▸ **EXERCISE 1**:
Output the passage of the Shriners Hospital groundbreaking article starting with "Patient Ambassadors Help" and going on through "never go home?", character for character.
▸ **EXERCISE 2**:
From the Shriners Hospital groundbreaking article, list every role or title attributed to Alan W. Madsen or Douglas E. Maxwell, pairing each with its holder.

Community Corner

Patient Ambassadors Help Break Ground on New Shriners Hospital

$50 million dollar center expected to open two blocks from BJC Hospital in 2 years.

Who says you can never go home?

Almost 90 years after Shriners Hospital for Children built their first complex to the Washington University School of Medicine, ground was broken Wednesday for a new replacement hospital on a parking lot at Clayton and Newstead avenues, just two blocks from the original site and in the shadows of BJC Hospital.

The new facility will be highly-visible from I-64/40.

Patient ambassadors of Shriners Hospitals for Children helped turned the first spades of earth for the $50 million replacement hospital on the campus of Washington University School of Medicine.

The patients broke ground on the hospital along with Imperial Potentate of Shriners International, Alan W. Madsen, and local Shriner, Past Imperial Potentate and current Chairman of the national Board of Trustees for Shriners Hospitals for Children, Douglas E. Maxwell, of Chesterfield, MO.

Groundbreaking ceremonies typically feature executives and officials of an organization, but at Wednesday’s event, the Patient Ambassadors of the hospital took over the ceremony in a surprise “coup” – in order to thank all the Shriners and staff members who worked on the project.

▸ **THE DATA**:
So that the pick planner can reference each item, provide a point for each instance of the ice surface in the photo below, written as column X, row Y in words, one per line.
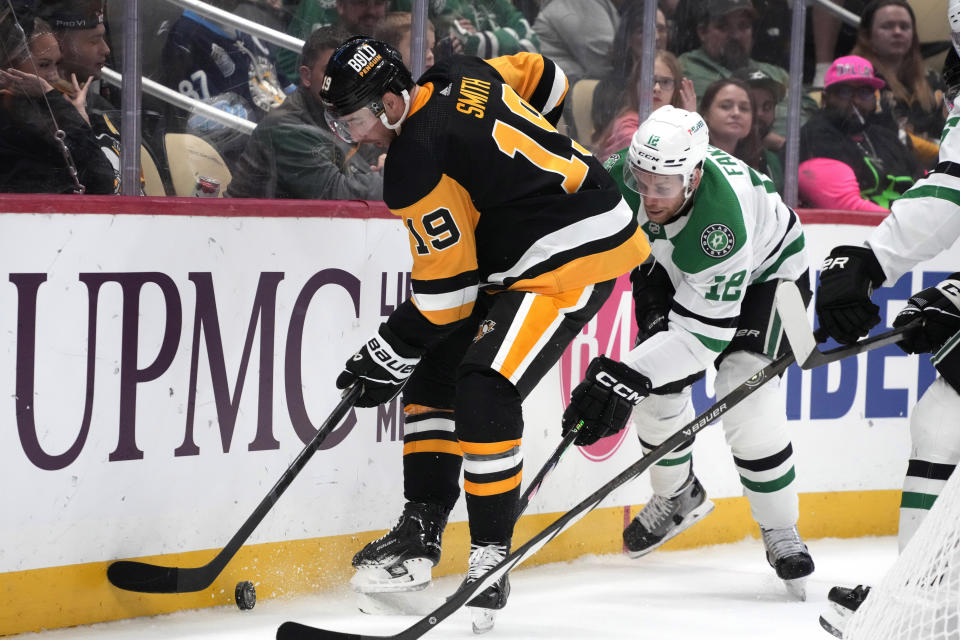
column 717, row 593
...
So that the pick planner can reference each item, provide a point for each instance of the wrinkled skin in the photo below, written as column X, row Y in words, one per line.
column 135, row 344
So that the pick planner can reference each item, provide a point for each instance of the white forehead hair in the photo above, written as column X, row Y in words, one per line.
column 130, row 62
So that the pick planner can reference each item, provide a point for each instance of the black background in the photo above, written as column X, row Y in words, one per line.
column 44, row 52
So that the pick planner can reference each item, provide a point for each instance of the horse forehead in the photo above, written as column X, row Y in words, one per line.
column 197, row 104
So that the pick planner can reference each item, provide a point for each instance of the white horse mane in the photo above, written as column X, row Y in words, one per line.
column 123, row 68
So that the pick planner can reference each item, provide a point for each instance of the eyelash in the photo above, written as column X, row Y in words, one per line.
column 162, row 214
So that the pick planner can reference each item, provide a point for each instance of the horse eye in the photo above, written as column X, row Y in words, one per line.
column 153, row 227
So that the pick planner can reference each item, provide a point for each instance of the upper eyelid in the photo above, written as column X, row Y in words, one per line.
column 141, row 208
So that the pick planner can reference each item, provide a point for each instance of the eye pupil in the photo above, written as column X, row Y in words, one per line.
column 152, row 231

▸ **EXPECTED ANSWER 1**:
Patient Ambassadors Help Break Ground on New Shriners Hospital

$50 million dollar center expected to open two blocks from BJC Hospital in 2 years.

Who says you can never go home?

▸ **EXPECTED ANSWER 2**:
- Alan W. Madsen: Imperial Potentate of Shriners International
- Douglas E. Maxwell: local Shriner
- Douglas E. Maxwell: Past Imperial Potentate
- Douglas E. Maxwell: current Chairman of the national Board of Trustees for Shriners Hospitals for Children